Please summarize the blog posts below in two sentences.

SELECTION:
---*---

Friday, July 30, 2010
According to Playbill, Derek Jacobi is set to star in an upcoming production of King Lear at London’s Donmar Warehouse, before touring the U.K. This, of course, would be quite something to witness. In fact, the production is due to be broadcast in more than 22 countries thanks to the National Theatre’s NT Live project, which broadcasts live productions to various cinemas around the world.
However, of additional interest was something I noted at the end of the press release. In the words of the esteemed Donmar Warehouse, they say of the play, “One of the greatest works in western literature, King Lear explores the very nature of human existence: love and duty, power and loss, good and evil."
Now you wouldn't argue with that, would you?
Thursday, July 29, 2010
There is a lot of concern in the theatre community (on both sides of the Atlantic) on the impact these recession ravaged years may have on the immediate future of the arts. This is very understandable. Here in the U.S. the concern is more generalized in terms of people simply tightening their belts and cutting back on discretionary spending – meaning fewer tickets sold and companies of all sizes facing a drop in operating income, or even the chop. With less operating income, conventional wisdom has it that more and more theatres will turn to the safe, proven hits that are more likely to guarantee return on investment, and consequently drop new writing like a bad smell. To some degree I have already seen signs of this happening. But, as lamentable as it is, during tough times everyone has to go into survival mode, so you can’t blame the non-profits for doing what they need to do to stay afloat.

---*---

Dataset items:
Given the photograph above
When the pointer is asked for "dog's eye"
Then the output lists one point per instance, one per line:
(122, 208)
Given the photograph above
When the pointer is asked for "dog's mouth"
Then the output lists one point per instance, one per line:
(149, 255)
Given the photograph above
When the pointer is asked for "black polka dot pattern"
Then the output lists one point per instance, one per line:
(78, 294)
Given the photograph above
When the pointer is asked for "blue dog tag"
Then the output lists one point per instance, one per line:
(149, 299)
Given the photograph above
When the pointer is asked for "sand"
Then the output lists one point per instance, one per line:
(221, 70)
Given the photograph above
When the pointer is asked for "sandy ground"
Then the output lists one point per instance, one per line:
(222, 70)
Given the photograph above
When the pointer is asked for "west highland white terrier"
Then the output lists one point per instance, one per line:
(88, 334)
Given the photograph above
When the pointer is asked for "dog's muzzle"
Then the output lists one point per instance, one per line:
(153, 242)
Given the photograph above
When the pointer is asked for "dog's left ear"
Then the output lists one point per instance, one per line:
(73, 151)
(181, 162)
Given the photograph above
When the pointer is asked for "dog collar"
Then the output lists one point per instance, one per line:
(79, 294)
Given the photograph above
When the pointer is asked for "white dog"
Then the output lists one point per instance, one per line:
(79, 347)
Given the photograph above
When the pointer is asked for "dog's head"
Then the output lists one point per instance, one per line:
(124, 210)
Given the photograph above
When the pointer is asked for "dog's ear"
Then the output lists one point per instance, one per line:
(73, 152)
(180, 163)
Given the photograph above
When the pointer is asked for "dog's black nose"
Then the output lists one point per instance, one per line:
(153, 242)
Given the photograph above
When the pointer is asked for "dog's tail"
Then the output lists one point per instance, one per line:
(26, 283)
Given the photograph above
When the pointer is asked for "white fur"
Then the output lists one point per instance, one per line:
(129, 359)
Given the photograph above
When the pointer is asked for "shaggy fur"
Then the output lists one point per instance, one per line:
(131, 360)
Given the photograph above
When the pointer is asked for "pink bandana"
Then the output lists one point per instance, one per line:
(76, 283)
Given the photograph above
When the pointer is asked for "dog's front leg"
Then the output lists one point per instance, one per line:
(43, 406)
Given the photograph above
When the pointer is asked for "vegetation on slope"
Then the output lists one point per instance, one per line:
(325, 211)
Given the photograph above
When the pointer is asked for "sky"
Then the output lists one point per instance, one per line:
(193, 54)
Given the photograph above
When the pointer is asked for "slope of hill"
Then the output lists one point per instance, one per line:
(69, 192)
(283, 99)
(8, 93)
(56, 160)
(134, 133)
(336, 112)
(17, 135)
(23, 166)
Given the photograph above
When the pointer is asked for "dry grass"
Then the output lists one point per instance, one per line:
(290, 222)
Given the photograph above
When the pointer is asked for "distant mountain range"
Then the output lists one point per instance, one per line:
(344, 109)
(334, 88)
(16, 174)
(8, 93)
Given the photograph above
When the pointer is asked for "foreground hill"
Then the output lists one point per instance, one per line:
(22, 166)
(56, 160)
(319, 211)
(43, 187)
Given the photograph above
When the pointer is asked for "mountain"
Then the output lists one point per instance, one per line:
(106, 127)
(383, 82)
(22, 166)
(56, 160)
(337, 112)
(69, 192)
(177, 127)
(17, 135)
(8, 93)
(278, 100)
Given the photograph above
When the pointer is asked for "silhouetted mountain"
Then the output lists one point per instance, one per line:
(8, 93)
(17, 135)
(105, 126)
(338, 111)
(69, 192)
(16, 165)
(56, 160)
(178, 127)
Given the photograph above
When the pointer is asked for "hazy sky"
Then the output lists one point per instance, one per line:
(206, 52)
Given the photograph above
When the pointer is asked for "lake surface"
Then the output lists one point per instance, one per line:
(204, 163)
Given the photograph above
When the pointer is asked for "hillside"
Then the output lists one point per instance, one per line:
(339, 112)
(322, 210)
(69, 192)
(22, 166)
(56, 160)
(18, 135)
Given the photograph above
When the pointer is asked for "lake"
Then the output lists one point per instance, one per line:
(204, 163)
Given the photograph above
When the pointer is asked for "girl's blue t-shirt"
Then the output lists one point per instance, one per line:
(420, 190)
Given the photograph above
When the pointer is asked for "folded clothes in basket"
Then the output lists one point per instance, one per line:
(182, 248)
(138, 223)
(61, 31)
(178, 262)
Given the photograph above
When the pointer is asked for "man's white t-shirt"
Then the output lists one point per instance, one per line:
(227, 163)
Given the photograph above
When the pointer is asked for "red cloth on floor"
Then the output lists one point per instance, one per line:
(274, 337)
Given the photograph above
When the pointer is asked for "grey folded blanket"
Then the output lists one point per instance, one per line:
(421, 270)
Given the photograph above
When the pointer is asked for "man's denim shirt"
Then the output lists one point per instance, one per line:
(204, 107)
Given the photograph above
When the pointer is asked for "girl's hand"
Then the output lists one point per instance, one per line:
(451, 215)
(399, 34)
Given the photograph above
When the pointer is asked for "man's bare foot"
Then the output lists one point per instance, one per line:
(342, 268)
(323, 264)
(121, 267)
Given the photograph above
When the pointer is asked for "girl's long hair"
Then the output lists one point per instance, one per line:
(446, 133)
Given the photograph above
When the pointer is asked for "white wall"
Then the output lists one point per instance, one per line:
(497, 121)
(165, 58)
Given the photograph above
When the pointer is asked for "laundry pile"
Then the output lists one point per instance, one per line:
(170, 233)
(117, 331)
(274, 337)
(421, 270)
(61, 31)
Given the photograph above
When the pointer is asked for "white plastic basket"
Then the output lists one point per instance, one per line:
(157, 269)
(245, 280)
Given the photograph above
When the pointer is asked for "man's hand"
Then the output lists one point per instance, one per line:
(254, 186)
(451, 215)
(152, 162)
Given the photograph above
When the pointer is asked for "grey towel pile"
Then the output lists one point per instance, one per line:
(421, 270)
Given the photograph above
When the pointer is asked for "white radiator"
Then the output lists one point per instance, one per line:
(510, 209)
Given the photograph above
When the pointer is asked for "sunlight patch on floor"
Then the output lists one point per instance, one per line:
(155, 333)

---*---

OUTPUT OF THE TASK:
Derek Jacobi is set to star in King Lear at London's Donmar Warehouse before touring the U.K., and the production is due to be broadcast in more than 22 countries through the National Theatre's NT Live project. The theatre community worries that the recession will mean fewer tickets sold and push theatres toward safe, proven hits instead of new writing, though the writer says non-profits can't be blamed for doing what they need to stay afloat.